Given records: Begin

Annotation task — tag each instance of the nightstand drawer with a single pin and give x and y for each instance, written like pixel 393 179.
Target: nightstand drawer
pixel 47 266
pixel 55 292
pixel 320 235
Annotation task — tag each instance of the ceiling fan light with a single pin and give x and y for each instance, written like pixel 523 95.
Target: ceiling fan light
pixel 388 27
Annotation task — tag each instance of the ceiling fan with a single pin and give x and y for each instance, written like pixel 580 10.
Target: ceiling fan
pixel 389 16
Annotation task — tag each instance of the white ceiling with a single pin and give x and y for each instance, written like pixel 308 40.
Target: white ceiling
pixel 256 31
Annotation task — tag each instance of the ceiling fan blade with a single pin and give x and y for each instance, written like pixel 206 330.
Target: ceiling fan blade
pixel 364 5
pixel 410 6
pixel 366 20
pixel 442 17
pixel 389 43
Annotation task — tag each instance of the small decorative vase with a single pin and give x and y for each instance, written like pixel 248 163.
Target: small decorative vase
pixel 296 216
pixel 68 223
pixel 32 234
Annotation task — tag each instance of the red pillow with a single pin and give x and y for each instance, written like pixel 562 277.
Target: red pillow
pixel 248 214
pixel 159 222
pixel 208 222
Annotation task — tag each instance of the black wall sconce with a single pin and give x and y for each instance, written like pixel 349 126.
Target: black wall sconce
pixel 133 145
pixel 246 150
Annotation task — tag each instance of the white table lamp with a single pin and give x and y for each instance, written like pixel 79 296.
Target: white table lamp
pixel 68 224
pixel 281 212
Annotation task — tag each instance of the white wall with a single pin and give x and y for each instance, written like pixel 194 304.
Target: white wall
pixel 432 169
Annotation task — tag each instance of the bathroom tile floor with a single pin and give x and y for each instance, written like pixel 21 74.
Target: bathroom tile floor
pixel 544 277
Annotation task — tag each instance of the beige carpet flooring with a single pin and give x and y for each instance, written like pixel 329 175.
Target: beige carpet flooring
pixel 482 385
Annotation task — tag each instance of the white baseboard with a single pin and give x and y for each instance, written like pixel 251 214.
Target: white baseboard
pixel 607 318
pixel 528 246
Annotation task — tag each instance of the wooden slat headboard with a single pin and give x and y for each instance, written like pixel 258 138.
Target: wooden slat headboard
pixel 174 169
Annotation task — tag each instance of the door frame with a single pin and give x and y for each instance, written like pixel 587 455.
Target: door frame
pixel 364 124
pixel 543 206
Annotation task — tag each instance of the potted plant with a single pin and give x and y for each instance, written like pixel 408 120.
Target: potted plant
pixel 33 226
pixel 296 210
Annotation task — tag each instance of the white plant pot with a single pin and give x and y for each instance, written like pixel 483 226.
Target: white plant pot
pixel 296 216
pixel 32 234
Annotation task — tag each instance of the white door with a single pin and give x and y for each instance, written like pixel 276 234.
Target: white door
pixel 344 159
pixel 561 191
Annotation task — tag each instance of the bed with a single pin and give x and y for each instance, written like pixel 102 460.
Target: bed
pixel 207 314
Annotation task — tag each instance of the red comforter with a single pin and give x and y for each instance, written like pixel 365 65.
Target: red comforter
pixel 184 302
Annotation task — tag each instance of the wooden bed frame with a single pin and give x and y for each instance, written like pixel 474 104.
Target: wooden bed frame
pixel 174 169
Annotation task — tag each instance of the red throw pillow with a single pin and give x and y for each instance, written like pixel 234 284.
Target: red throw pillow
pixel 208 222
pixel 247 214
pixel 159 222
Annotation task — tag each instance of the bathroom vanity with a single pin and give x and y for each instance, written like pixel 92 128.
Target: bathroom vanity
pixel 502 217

Given records: End

Output the lines above between the one holding "Target: white wall" and the one holding "Annotation task — tag each instance of the wooden slat", inclusive, with nothing before or after them.

Target: white wall
pixel 432 169
Annotation task — tag each instance of the bathroom tile floor with a single pin and give x and y for each instance, written like pixel 21 74.
Target: bathroom tile floor
pixel 544 277
Annotation task — tag each instance of the beige carpet flooring with a single pin and give x and y for each instance, written like pixel 329 175.
Target: beige carpet flooring
pixel 482 385
Annotation task — tag each instance of the white baseboard with a single pin and give x and y for each instance, written like pixel 251 214.
Target: white baseboard
pixel 607 318
pixel 528 246
Annotation task — tag each instance of the wooden slat headboard with a single pin and give x and y for each instance, written like pixel 258 138.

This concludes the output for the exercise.